Try it: Only the number is needed: how many lines of the entries below contain the word "target".

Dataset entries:
——

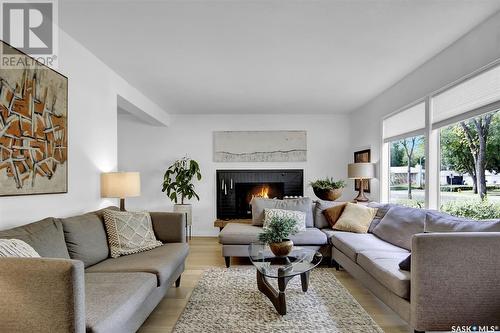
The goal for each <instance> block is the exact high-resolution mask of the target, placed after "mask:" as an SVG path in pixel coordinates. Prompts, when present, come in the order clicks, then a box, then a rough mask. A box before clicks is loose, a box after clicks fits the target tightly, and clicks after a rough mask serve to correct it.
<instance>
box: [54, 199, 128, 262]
mask: <svg viewBox="0 0 500 333" xmlns="http://www.w3.org/2000/svg"><path fill="white" fill-rule="evenodd" d="M106 209H110V210H118V208H116V207H108V208H106ZM103 212H104V210H99V211H96V212H92V213H87V214H83V215H77V216H71V217H68V218H64V219H61V222H62V225H63V229H64V237H65V238H66V244H67V246H68V252H69V255H70V257H71V259H75V260H81V261H83V263H84V264H85V267H89V266H92V265H95V264H97V263H99V262H101V261H103V260H105V259H107V258H108V257H109V247H108V240H107V238H106V230H105V228H104V217H103Z"/></svg>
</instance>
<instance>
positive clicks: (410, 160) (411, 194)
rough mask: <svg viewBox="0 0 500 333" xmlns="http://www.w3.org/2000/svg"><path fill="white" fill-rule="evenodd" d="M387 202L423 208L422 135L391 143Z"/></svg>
mask: <svg viewBox="0 0 500 333" xmlns="http://www.w3.org/2000/svg"><path fill="white" fill-rule="evenodd" d="M389 147H390V155H391V157H390V172H389V183H390V191H389V201H390V202H394V203H398V204H402V205H405V206H411V207H418V208H424V207H425V167H424V165H425V139H424V136H423V135H418V136H412V137H407V138H403V139H399V140H396V141H392V142H390V143H389Z"/></svg>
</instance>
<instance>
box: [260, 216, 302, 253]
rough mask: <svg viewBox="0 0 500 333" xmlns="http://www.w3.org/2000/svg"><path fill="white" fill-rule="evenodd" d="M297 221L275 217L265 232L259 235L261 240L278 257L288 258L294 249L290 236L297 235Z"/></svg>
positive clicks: (265, 228)
mask: <svg viewBox="0 0 500 333" xmlns="http://www.w3.org/2000/svg"><path fill="white" fill-rule="evenodd" d="M297 231H298V230H297V221H295V220H294V219H291V218H288V217H273V218H272V219H271V220H270V221H269V224H268V225H267V226H266V227H265V228H264V231H263V232H262V233H260V234H259V240H260V241H261V242H263V243H266V244H269V247H270V248H271V251H272V252H273V253H274V255H275V256H277V257H284V256H287V255H288V254H289V253H290V252H291V251H292V249H293V242H292V241H291V240H290V239H289V237H290V235H294V234H296V233H297Z"/></svg>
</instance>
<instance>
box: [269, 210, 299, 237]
mask: <svg viewBox="0 0 500 333" xmlns="http://www.w3.org/2000/svg"><path fill="white" fill-rule="evenodd" d="M275 217H278V218H290V219H293V220H295V221H296V223H297V224H296V227H297V230H298V231H305V230H306V213H304V212H300V211H298V210H286V209H275V208H271V209H269V208H264V226H263V227H264V229H265V228H267V226H268V225H269V223H270V222H271V219H273V218H275Z"/></svg>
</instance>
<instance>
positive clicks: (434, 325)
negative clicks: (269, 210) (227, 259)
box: [219, 202, 500, 331]
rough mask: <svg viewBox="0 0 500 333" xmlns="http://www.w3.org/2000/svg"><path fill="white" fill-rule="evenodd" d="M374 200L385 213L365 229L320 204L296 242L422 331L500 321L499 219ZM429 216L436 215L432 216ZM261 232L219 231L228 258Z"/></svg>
mask: <svg viewBox="0 0 500 333" xmlns="http://www.w3.org/2000/svg"><path fill="white" fill-rule="evenodd" d="M332 204H334V203H332ZM370 205H372V206H374V207H377V208H379V210H378V212H377V216H376V217H375V218H374V220H373V221H372V223H371V225H370V229H369V232H368V233H366V234H356V233H350V232H343V231H336V230H332V229H331V228H329V227H327V225H325V221H324V220H323V217H322V214H321V209H324V208H325V207H327V206H328V204H327V203H324V202H323V203H322V202H320V203H318V204H316V206H315V208H314V214H313V216H314V227H311V228H307V230H306V232H303V233H301V234H297V235H296V236H295V238H293V237H292V240H294V244H295V245H300V246H305V247H311V248H315V249H319V250H321V251H322V252H323V253H324V252H325V251H330V253H329V254H327V255H326V256H328V257H330V258H329V259H331V260H332V261H331V262H332V264H333V265H335V266H337V269H338V268H339V267H342V268H343V269H345V270H346V271H348V272H349V273H350V274H351V275H352V276H353V277H355V278H356V279H358V280H359V281H360V282H361V283H362V284H363V285H364V286H365V287H366V288H368V289H369V290H370V291H371V292H372V293H373V294H374V295H376V296H377V297H378V298H379V299H381V300H382V301H383V302H384V303H386V304H387V305H388V306H389V307H390V308H392V309H393V310H394V311H395V312H396V313H398V314H399V315H400V317H401V318H402V319H404V320H405V321H407V322H408V324H409V325H410V326H411V327H412V328H413V329H414V330H416V331H450V330H452V327H453V326H468V325H474V324H475V325H485V326H489V327H490V326H500V221H492V222H491V223H489V224H488V223H486V224H484V223H483V222H473V223H472V224H471V222H468V221H462V220H460V219H453V218H451V217H449V216H447V215H446V214H441V213H437V212H433V211H428V210H422V209H414V208H405V207H399V206H396V205H392V204H377V203H372V204H370ZM395 207H397V209H394V210H393V211H392V212H391V213H390V214H389V215H390V216H392V217H393V219H392V221H390V218H389V217H390V216H388V218H386V219H385V220H384V217H385V215H386V214H387V213H388V212H389V210H390V209H391V208H395ZM428 216H431V218H432V217H433V216H434V217H435V218H432V219H431V220H430V221H428ZM394 217H396V218H394ZM478 223H479V224H478ZM426 226H427V229H430V230H425V229H426ZM475 230H477V231H483V232H474V231H475ZM261 231H262V228H261V227H257V226H249V225H241V224H236V223H234V224H233V223H229V224H228V225H227V226H226V227H225V228H224V229H223V230H222V231H221V233H220V235H219V242H220V243H221V244H222V255H223V256H225V257H226V262H227V263H228V261H227V258H228V257H230V256H241V257H244V256H248V244H249V243H250V242H252V241H256V240H257V235H258V233H259V232H261ZM457 231H460V232H457ZM464 231H468V232H464ZM320 234H323V235H324V236H321V235H320ZM395 244H397V245H395ZM410 253H411V256H412V261H411V272H409V271H404V270H401V269H400V268H399V263H400V262H401V261H403V260H404V259H405V258H407V257H408V255H409V254H410ZM228 266H229V265H228Z"/></svg>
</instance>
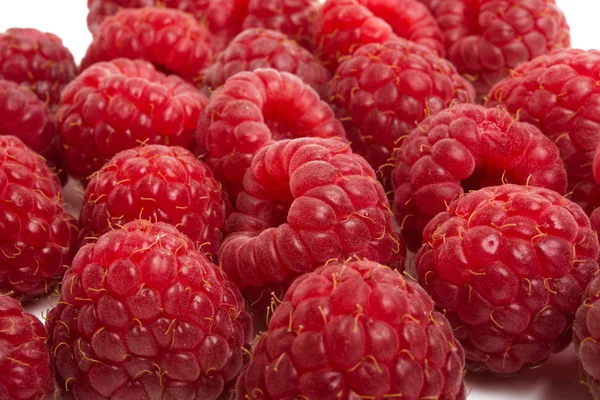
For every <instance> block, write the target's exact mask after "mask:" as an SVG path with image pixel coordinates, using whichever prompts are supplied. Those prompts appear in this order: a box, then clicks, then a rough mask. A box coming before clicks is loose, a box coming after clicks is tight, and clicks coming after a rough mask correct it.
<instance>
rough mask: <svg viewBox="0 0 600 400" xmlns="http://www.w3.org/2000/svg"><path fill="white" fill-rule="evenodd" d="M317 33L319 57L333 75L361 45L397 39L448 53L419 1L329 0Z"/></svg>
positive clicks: (441, 34) (440, 32)
mask: <svg viewBox="0 0 600 400" xmlns="http://www.w3.org/2000/svg"><path fill="white" fill-rule="evenodd" d="M315 31H316V32H315V42H316V45H317V54H318V55H319V57H320V58H321V60H322V61H323V63H324V64H325V65H326V66H327V68H329V70H330V71H331V72H335V70H336V69H337V67H338V65H339V63H340V62H341V61H342V60H343V59H345V58H346V57H347V56H349V55H352V53H353V52H354V50H356V49H357V48H359V47H360V46H362V45H364V44H367V43H384V42H386V41H388V40H393V39H396V38H397V37H401V38H405V39H408V40H410V41H413V42H416V43H419V44H421V45H423V46H426V47H428V49H427V50H426V51H427V52H428V53H431V52H432V50H433V51H435V52H436V53H437V54H439V55H443V53H444V45H443V43H442V42H443V36H442V32H441V30H440V29H439V27H438V26H437V23H436V22H435V20H434V18H433V17H432V16H431V14H430V13H429V11H428V10H427V7H425V6H424V5H423V4H421V3H419V2H418V1H416V0H328V1H327V2H326V3H325V4H324V5H323V7H322V9H321V12H320V14H319V16H318V18H317V22H316V28H315Z"/></svg>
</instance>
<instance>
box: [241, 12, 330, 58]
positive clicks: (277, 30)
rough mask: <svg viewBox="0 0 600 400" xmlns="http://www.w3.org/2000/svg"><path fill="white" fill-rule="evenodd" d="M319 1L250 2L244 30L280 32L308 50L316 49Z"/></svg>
mask: <svg viewBox="0 0 600 400" xmlns="http://www.w3.org/2000/svg"><path fill="white" fill-rule="evenodd" d="M319 8H320V3H319V0H249V2H248V15H247V16H246V19H244V28H245V29H248V28H265V29H272V30H275V31H279V32H281V33H284V34H285V35H287V36H288V37H289V38H290V39H292V40H295V41H296V42H298V43H299V44H300V45H301V46H304V47H306V48H307V49H312V48H313V47H314V22H315V19H316V18H317V14H318V13H319Z"/></svg>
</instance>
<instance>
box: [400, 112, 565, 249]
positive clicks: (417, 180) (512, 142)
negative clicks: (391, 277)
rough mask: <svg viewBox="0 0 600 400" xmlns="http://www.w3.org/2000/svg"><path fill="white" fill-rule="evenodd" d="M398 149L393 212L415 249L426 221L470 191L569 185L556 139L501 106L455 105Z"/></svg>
mask: <svg viewBox="0 0 600 400" xmlns="http://www.w3.org/2000/svg"><path fill="white" fill-rule="evenodd" d="M398 147H399V150H398V152H397V166H396V169H395V170H394V172H393V173H392V184H393V187H394V189H395V193H394V204H393V205H394V214H395V215H396V219H397V221H398V223H399V224H401V226H402V233H403V235H404V238H405V240H406V241H407V244H409V245H411V246H412V247H413V248H414V249H418V248H419V247H420V246H421V243H422V242H421V238H422V236H421V235H422V233H423V229H425V226H426V225H427V223H428V222H429V221H430V220H431V219H432V218H433V217H435V216H436V215H437V214H438V213H440V212H442V211H445V210H446V208H447V207H448V204H450V203H451V202H452V201H453V200H456V199H458V198H459V197H460V196H462V195H463V194H464V193H465V191H470V190H475V189H479V188H481V187H484V186H492V185H500V184H502V183H509V182H511V183H515V184H520V185H531V186H539V187H545V188H548V189H552V190H555V191H557V192H559V193H561V194H564V193H565V190H566V189H567V172H566V171H565V167H564V165H563V163H562V160H561V159H560V155H559V152H558V149H557V148H556V146H555V145H554V143H553V142H552V141H551V140H550V139H549V138H547V137H546V136H544V135H543V134H542V133H541V132H540V131H539V130H538V129H537V128H536V127H534V126H533V125H530V124H527V123H523V122H518V121H515V120H514V119H513V118H512V117H511V116H510V114H508V113H507V112H506V111H504V110H501V109H499V108H489V109H486V108H484V107H482V106H478V105H456V106H452V107H451V108H450V109H448V110H444V111H442V112H440V113H438V114H436V115H434V116H432V117H430V118H428V119H426V120H424V121H422V122H421V123H419V127H418V128H415V129H414V130H413V132H412V133H411V134H410V135H409V136H408V137H407V138H406V139H404V140H403V141H401V142H400V143H399V145H398Z"/></svg>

——

Reply to the task: 2